(Region pointing data)
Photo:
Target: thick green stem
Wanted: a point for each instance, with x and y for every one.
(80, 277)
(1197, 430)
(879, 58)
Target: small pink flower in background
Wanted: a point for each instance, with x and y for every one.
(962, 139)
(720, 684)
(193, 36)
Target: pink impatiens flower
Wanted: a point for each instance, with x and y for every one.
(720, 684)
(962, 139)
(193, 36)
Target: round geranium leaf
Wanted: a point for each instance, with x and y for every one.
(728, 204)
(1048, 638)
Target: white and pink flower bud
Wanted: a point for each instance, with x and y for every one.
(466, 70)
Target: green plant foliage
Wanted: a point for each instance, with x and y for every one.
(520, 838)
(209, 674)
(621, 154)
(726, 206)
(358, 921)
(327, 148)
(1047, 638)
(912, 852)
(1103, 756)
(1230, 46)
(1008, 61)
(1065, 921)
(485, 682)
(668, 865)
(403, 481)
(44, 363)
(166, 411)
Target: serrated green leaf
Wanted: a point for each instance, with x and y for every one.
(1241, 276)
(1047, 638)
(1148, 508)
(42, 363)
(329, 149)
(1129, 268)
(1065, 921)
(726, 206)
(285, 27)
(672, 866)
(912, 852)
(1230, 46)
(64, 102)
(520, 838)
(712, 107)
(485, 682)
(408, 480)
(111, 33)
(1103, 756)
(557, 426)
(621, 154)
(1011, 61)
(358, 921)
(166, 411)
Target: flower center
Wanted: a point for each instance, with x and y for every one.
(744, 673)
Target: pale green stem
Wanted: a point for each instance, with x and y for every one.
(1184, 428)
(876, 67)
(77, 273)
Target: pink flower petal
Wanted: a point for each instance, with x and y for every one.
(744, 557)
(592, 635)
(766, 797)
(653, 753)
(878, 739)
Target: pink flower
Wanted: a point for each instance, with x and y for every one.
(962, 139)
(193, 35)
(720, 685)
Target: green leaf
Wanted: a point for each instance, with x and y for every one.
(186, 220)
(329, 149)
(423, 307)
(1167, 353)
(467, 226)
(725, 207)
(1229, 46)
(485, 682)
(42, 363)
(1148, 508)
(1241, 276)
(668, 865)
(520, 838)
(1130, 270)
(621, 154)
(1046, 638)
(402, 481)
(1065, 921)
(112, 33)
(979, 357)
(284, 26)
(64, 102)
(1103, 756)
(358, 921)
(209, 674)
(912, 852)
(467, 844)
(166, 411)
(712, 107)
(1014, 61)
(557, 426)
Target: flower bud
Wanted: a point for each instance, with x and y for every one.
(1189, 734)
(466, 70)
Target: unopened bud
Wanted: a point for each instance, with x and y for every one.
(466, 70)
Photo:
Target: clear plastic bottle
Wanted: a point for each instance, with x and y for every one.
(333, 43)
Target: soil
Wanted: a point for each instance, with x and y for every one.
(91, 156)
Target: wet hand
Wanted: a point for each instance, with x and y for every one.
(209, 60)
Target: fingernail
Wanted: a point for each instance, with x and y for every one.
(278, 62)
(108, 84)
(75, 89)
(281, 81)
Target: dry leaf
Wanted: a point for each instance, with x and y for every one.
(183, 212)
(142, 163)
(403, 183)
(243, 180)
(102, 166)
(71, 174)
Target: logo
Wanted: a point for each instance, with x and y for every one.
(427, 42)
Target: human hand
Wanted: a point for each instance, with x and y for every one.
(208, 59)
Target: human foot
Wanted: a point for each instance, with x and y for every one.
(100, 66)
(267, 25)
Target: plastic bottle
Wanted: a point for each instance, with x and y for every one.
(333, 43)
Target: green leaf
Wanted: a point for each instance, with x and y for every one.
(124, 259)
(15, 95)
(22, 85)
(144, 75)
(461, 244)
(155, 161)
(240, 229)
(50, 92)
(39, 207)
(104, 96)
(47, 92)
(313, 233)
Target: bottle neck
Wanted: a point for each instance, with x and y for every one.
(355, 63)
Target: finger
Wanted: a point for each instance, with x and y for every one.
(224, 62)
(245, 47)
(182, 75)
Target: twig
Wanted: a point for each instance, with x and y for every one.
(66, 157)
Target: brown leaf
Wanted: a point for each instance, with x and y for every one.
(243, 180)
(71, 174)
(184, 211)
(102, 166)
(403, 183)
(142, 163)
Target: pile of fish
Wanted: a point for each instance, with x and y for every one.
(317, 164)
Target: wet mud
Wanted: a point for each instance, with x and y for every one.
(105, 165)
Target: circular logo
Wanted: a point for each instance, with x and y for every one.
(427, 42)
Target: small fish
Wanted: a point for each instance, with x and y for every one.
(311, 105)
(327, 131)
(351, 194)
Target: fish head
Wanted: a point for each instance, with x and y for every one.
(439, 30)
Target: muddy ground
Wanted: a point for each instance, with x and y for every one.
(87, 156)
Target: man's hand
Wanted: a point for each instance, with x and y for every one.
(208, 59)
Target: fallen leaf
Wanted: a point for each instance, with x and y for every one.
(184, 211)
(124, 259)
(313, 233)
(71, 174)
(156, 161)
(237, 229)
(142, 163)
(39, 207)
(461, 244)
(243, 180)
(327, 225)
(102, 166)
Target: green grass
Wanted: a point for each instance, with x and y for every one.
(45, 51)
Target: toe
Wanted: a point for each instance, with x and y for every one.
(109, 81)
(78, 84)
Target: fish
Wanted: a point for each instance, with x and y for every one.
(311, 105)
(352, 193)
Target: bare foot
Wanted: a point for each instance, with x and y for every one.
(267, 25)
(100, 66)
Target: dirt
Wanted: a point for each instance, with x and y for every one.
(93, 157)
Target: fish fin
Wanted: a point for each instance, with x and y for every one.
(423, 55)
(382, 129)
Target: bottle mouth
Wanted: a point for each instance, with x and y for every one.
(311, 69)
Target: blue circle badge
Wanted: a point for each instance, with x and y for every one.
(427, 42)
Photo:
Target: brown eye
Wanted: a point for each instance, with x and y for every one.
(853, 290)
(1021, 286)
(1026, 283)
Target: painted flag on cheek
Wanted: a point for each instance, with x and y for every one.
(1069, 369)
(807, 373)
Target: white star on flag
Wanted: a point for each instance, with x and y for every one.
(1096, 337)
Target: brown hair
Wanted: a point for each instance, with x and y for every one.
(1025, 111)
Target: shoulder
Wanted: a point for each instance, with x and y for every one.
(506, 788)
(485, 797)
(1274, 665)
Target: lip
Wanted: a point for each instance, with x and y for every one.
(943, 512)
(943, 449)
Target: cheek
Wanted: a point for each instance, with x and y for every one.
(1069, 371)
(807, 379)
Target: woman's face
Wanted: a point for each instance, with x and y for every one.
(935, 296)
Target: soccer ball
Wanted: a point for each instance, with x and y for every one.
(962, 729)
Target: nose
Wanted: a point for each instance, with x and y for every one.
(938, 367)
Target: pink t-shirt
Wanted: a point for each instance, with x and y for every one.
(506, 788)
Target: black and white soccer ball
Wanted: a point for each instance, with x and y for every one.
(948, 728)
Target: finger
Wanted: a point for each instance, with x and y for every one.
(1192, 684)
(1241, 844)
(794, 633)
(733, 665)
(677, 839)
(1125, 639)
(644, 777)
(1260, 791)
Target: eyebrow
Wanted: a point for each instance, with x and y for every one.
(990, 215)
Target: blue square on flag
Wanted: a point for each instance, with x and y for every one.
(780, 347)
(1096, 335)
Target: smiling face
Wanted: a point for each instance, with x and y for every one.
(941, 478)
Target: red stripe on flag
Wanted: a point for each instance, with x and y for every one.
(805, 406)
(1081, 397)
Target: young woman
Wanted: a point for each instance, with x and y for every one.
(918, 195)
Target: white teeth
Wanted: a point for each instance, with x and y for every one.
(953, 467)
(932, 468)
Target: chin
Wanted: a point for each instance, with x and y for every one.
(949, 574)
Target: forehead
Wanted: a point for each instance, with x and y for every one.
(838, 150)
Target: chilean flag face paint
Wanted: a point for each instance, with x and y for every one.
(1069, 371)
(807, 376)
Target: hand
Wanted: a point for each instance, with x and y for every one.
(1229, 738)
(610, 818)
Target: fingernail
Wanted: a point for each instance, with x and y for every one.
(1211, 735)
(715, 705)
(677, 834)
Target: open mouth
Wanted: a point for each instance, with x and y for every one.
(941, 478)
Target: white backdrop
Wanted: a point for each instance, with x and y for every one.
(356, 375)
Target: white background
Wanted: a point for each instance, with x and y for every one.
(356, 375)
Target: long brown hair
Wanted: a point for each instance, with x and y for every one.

(Requirement) Every line in the data above that contains "human" needs to be copied.

(Your solution)
Target: human hand
Target: human foot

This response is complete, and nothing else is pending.